Science: A nuclear opportunity goes to waste: Peter Hodgson looks at how the Japanese are taking the lead in a field where British research once held prominence

MOST OF our household waste is disposed of by burying it underground or burning it in municipal incinerators from which the heat energy can, on occasion, be put to good use. But nuclear waste is different, we are often told.

Conventional wisdom has it that the highly radioactive fission products in the spent fuel rods discharged from nuclear reactors are a special hazard.

For 30 years, the rods from Britain's first-generation Magnox reactors have been consigned to the Sellafield reprocessing plant where they are dissolved in nitric acid, and the uranium and plutonium, which can both be re-used, extracted.

Sellafield's controversial new thermal oxide reprocessing plant - Thorp - which is complete but not yet in operation, is designed to treat the spent fuel rods from second-generation advanced gas-cooled reactors and from American-style light-water reactors in a similar way.

However, reprocessing still leaves behind a highly radioactive liquor containing the fission products. British Nuclear Fuels, which operates the Sellafield reprocessing plant, has bought French technology designed to evaporate this liquid and cast the waste into solid glass blocks. Because they contain so much radioactivity, the blocks have to be cooled and government policy is that they should then be stored for at least 50 years behind heavy shielding in a purpose-built air-cooled building at Sellafield.

Required work:
- 1) Decide whether each statement agrees with the nuclear waste article, answering yes or no and quoting the words from the article that settle it: (a) Spent rods from Britain's Magnox reactors have gone to the Sellafield reprocessing plant for 30 years. (b) The Thorp plant is already in operation. (c) British Nuclear Fuels developed its own technology for turning the waste liquor into glass blocks.
- 2) Retype the nuclear waste article from "Science: A nuclear" up to and including "be re-used, extracted.".

Data extracted from a collection:
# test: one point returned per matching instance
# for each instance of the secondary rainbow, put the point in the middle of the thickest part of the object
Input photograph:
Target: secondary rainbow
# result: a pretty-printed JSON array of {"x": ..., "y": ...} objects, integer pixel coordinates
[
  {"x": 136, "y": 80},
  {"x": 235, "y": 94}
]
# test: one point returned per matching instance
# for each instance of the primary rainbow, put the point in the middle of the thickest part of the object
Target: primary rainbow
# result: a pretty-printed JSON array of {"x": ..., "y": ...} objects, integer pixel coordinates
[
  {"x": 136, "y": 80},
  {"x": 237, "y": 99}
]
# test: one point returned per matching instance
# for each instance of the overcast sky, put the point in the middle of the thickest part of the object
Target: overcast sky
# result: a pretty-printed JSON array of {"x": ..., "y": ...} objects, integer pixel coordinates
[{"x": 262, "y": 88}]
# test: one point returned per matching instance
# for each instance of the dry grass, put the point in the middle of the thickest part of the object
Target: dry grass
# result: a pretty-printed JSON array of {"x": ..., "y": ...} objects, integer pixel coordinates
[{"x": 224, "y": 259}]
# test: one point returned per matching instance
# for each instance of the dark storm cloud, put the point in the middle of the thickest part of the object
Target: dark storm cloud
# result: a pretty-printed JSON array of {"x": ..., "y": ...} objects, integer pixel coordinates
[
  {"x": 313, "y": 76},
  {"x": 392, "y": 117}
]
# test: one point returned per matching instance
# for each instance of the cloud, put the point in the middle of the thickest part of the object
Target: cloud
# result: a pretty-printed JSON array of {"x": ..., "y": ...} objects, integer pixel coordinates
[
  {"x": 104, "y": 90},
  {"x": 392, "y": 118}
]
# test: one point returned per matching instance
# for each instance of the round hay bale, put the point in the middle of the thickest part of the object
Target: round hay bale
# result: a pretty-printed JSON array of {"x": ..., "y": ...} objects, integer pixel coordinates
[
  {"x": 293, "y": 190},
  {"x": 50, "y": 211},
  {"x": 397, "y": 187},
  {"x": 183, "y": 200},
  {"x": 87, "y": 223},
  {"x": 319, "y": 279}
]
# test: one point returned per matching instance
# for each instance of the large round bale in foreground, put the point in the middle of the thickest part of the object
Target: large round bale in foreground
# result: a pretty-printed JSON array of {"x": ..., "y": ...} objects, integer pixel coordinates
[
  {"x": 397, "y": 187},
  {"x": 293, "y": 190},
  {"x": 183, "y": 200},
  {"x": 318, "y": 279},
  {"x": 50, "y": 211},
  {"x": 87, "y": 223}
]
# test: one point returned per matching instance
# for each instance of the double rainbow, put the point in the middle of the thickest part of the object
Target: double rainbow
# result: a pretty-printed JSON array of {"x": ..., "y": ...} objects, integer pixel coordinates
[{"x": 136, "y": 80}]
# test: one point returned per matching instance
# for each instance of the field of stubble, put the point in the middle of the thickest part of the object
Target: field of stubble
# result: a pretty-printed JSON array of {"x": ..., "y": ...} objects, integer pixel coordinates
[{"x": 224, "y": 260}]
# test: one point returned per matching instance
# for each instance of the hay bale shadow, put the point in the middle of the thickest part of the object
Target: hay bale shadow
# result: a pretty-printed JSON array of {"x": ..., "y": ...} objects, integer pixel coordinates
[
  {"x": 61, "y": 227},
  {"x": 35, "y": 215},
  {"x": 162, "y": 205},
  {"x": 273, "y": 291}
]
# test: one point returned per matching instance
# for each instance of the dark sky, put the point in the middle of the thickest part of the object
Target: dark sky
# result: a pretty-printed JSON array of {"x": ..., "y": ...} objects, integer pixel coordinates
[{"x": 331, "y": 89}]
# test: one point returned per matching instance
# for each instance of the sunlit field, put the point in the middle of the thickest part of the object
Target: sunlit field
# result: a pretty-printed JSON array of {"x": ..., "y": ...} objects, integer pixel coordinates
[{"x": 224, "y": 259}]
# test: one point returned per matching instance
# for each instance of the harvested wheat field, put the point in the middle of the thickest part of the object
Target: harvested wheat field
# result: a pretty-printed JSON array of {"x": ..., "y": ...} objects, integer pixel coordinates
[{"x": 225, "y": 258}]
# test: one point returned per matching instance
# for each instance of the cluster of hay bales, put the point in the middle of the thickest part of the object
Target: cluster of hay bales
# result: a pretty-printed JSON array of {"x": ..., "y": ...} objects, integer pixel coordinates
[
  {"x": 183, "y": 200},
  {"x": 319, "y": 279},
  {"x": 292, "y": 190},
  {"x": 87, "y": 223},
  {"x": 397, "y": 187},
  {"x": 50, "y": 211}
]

Outputs for the tasks:
- 1)
(a) Yes: "For 30 years, the rods from Britain's first-generation Magnox reactors have been consigned to the Sellafield reprocessing plant"
(b) No: "which is complete but not yet in operation"
(c) No: "has bought French technology designed to evaporate this liquid and cast the waste into solid glass blocks"

- 2)
Science: A nuclear opportunity goes to waste: Peter Hodgson looks at how the Japanese are taking the lead in a field where British research once held prominence

MOST OF our household waste is disposed of by burying it underground or burning it in municipal incinerators from which the heat energy can, on occasion, be put to good use. But nuclear waste is different, we are often told.

Conventional wisdom has it that the highly radioactive fission products in the spent fuel rods discharged from nuclear reactors are a special hazard.

For 30 years, the rods from Britain's first-generation Magnox reactors have been consigned to the Sellafield reprocessing plant where they are dissolved in nitric acid, and the uranium and plutonium, which can both be re-used, extracted.